▶ [Exercise task]:
Turn every line of the records into a Markdown table with the columns "Row" and "Line", skipping blank lines. Number the rows in order, starting from 1.

▶ [Position annotation records]:
>> Begin

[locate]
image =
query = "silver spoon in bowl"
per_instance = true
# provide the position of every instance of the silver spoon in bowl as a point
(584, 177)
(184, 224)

>> End

▶ [Result of this task]:
| Row | Line |
|---|---|
| 1 | [locate] |
| 2 | image = |
| 3 | query = "silver spoon in bowl" |
| 4 | per_instance = true |
| 5 | # provide the position of every instance of the silver spoon in bowl as a point |
| 6 | (584, 177) |
| 7 | (184, 224) |